▸ Activity:
Word for word, restate each of the entries below, and drop every picture.

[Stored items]

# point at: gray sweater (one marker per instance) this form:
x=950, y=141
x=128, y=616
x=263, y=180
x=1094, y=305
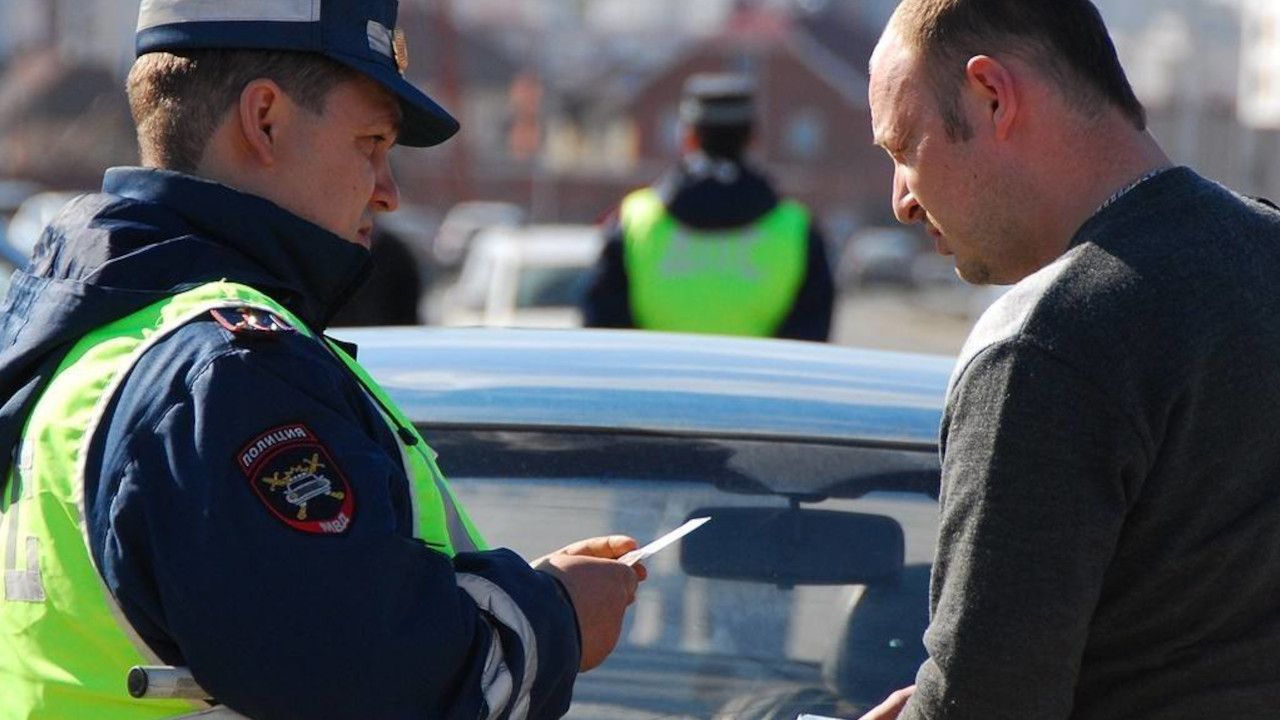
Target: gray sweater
x=1110, y=538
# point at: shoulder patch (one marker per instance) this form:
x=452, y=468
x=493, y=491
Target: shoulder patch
x=251, y=323
x=295, y=475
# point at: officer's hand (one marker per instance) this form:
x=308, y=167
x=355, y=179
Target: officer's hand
x=599, y=587
x=891, y=707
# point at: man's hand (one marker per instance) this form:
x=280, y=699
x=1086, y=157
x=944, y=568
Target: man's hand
x=891, y=707
x=599, y=587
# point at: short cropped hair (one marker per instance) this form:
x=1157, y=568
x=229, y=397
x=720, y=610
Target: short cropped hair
x=1064, y=39
x=179, y=99
x=725, y=142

▸ Exercise response:
# point at: gray sweater (one marker per instance) this form:
x=950, y=141
x=128, y=616
x=263, y=180
x=1094, y=305
Target: gray sweater
x=1110, y=538
# point at: shoulder patch (one marker per instance) this form:
x=452, y=468
x=493, y=491
Target: shoulder patch
x=251, y=323
x=295, y=475
# point at: officer's hand (one marker per instance) this form:
x=308, y=167
x=355, y=179
Target: officer's hand
x=599, y=587
x=891, y=707
# point at: man's hand (one marker per instance) this form:
x=280, y=699
x=1086, y=157
x=944, y=568
Target: man's hand
x=891, y=707
x=599, y=587
# point at: short cropped hair (one marker per instance) this form:
x=1157, y=568
x=229, y=397
x=720, y=610
Target: short cropped hair
x=1064, y=39
x=179, y=99
x=725, y=142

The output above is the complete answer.